== Data for processing
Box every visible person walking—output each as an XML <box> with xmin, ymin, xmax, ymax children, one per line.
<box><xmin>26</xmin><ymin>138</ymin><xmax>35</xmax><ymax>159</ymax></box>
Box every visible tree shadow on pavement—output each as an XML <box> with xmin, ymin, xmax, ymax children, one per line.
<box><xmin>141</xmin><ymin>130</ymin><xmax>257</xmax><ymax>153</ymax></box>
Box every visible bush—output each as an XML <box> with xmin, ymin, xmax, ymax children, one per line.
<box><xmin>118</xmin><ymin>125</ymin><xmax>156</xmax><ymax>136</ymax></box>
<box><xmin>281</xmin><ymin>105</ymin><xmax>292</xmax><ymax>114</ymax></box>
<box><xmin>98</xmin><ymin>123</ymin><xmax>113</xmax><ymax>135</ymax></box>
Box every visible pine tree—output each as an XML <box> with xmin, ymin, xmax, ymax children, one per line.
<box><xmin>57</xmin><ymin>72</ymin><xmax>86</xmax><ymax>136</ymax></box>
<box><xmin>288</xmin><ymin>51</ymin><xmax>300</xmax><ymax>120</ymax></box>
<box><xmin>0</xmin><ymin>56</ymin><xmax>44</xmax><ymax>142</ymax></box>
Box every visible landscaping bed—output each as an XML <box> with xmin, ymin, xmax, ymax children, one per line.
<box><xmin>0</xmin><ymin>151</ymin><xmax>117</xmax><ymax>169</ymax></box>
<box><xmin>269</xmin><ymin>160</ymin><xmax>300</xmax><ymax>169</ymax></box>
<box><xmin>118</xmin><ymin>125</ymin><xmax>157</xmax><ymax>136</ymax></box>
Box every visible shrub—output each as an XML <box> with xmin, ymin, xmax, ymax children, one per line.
====
● **Task to carry out**
Render all of the material above as a Markdown table with two columns, Row and Line. Number each non-blank line in order, put its text beside it, and skip any blank lines.

● **Solution to this exercise**
| Row | Line |
|---|---|
| 1 | Box every visible person walking—output each as an XML <box> with xmin, ymin, xmax, ymax children, one per line. |
| 2 | <box><xmin>26</xmin><ymin>138</ymin><xmax>35</xmax><ymax>159</ymax></box> |
| 3 | Box every visible tree shadow on pavement—output each as an XML <box> with xmin, ymin, xmax, ymax children, one per line. |
| 4 | <box><xmin>141</xmin><ymin>130</ymin><xmax>257</xmax><ymax>153</ymax></box> |
| 5 | Box every visible bush—output each as an XML <box> with xmin, ymin, xmax, ymax children, one per line. |
| 6 | <box><xmin>118</xmin><ymin>125</ymin><xmax>156</xmax><ymax>136</ymax></box> |
| 7 | <box><xmin>281</xmin><ymin>105</ymin><xmax>292</xmax><ymax>114</ymax></box> |
| 8 | <box><xmin>98</xmin><ymin>123</ymin><xmax>113</xmax><ymax>135</ymax></box> |
| 9 | Box every visible pine tree—output each as an XML <box> with xmin, ymin, xmax, ymax children, one per line. |
| 10 | <box><xmin>57</xmin><ymin>72</ymin><xmax>86</xmax><ymax>136</ymax></box> |
| 11 | <box><xmin>288</xmin><ymin>51</ymin><xmax>300</xmax><ymax>120</ymax></box> |
| 12 | <box><xmin>0</xmin><ymin>56</ymin><xmax>44</xmax><ymax>142</ymax></box> |
| 13 | Box every visible landscaping bed—output each as an XML <box> with xmin, ymin, xmax, ymax children, one per line. |
| 14 | <box><xmin>0</xmin><ymin>151</ymin><xmax>117</xmax><ymax>169</ymax></box> |
| 15 | <box><xmin>269</xmin><ymin>160</ymin><xmax>300</xmax><ymax>169</ymax></box> |
| 16 | <box><xmin>118</xmin><ymin>125</ymin><xmax>157</xmax><ymax>136</ymax></box> |
| 17 | Box every visible shrub—output each as an XML <box> with xmin, ymin, xmax, ymax children, one per line. |